Passage provided:
ADVERTISER 150: Thousands evicted to make way for ‘showpiece’ Victorian Boundary Estate
PUBLISHED: 20:43 26 November 2016 | UPDATED: 14:34 27 November 2016
1891-1900: We continue our nightly journey through the pages of the East London Advertiser marking our 150th anniversary this month with a look back to 1900 and creation of the world’s first municipal social housing estate, The Boundary in Shoreditch, opened by the Prince of Wales.
The LCC scheme gets rid of London’s worst notorious slums, known as ‘The Nichol’ behind Shoreditch Church, but at enormous social cost to thousands of slum-dwellers evicted from their homes...
1891: Demolition of The Nichol slums of Shoreditch begins, ready to make way for the world’s first showpiece public housing project which is set to be officially opened by the Prince of Wales by 1900, writes historian Gary Haines.
The notorious Nichol quarter behind Shoreditch Church is London’s worst slum, which the Victorian press of the day describes as “vice and debauchery in dark cellars reeking with disease and death”.
A vivid description three decades earlier in the Illustrated London News of October, 1863, reveals: “Filth and poverty huddled in dark cellars, ruined garrets, bare and blackened rooms, reeking with disease and death, and without the means for the most ordinary observations of decency or cleanliness.”
The Nichol is the basis for Arthur Morrison’s A Child of the Jago which shocks Victorian readers of a child’s struggle against poverty, crime and violence. He is invited by The Rev Arthur Osborne Jay, who struggles to improve the lives of the slum-dwellers, to see ‘The Nichol’ for himself. Morrison turns up every day for 18 months to interview the families.

Tasks for this exercise:
(1) According to the article on the Boundary Estate, who officially opens the world's first municipal social housing estate?
(2) Extend the article on the Nichol slums and the Boundary Estate, picking up after its final sentence.
The records that come after this have no connection to the article on the Boundary Estate.

Input data:

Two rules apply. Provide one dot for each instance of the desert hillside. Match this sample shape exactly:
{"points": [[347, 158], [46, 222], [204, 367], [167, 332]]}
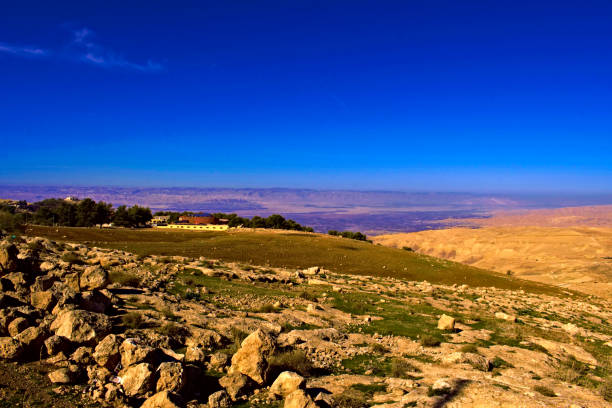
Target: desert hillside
{"points": [[579, 258], [82, 326], [585, 216]]}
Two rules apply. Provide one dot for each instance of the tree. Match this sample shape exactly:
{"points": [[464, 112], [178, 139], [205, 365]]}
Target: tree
{"points": [[139, 215], [121, 217], [103, 213], [86, 213]]}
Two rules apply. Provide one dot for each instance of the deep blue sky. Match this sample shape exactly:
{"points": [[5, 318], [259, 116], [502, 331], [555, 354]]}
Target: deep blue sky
{"points": [[408, 95]]}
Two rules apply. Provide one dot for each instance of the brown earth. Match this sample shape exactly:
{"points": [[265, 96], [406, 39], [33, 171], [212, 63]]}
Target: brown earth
{"points": [[578, 258], [587, 216]]}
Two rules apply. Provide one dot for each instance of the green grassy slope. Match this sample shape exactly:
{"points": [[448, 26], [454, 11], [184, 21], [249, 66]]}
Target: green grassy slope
{"points": [[291, 250]]}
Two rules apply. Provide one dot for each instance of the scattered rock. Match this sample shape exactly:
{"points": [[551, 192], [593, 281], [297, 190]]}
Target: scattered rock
{"points": [[286, 383], [252, 357], [137, 380], [81, 327], [299, 399], [163, 399]]}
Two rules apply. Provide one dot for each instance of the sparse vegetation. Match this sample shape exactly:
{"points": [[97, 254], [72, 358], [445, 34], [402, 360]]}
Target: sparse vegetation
{"points": [[132, 320], [546, 391]]}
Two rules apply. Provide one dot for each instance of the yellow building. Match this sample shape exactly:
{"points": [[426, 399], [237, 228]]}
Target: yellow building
{"points": [[197, 227]]}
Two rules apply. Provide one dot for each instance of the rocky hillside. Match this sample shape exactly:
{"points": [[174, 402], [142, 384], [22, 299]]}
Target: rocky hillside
{"points": [[578, 258], [83, 326]]}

Exercise answers:
(1) The Prince of Wales.

(2)
Morrison finds: “The fetid yards are devoted to the donkeys, while fish are cured and dried in places which cannot be mentioned without loathing. Bandbox and lucifer box makers, cane workers, clothes peg makers, shoemakers and tailors, mostly earning just enough to keep them from absolute starvation, swarm from roof to basement.”
The 20 cramped cobbled turnings are home to 5,666 slum-dwellers including 2,196 children crammed in 2,545 rented rooms—many being used as manufactories by home workers. There are 12 pubs and beer shops, 21 shops and factories and two registered lodging houses in this tight-knit neighbourhood.
The new London County Council is lobbied to give priority to the Boundary Street Improvement Scheme.
The estate is to be designed by architect Owen Fleming who believes the poor can appreciate beauty in architecture as much as the well-educated middle class.
But it means the LCC is now faced with moving nearly 6,000 slum-dwellers out. Many don’t want to go and police are called in to help bailiffs evict those refusing to budge.
Woodworker Charles Hanson writes to the LCC, appealing that his livelihood is being taken away by the eviction from the home he and his father have occupied for 45 years. Mrs Vanchard, who runs the local fish and chip shop, also has to go. Similar fates befall Mrs Reynolds, who has earned a living for 25 years taking in laundry, and the local barber Mr Wright who earns a reasonable £4 a week after building up his reputation over the years. There are thousands like them who are being moved out.
Author Sarah Wise in her book about The Nichol writes: “Bakers, fish-smokers, dog-breeders and all sorts of metal and wood workers could not be easily accommodated outside The Nichol.”
But the mortality rate in ‘The Nichol’ is four times higher than the London average. For every four newborn babies, one would not live to see its first birthday.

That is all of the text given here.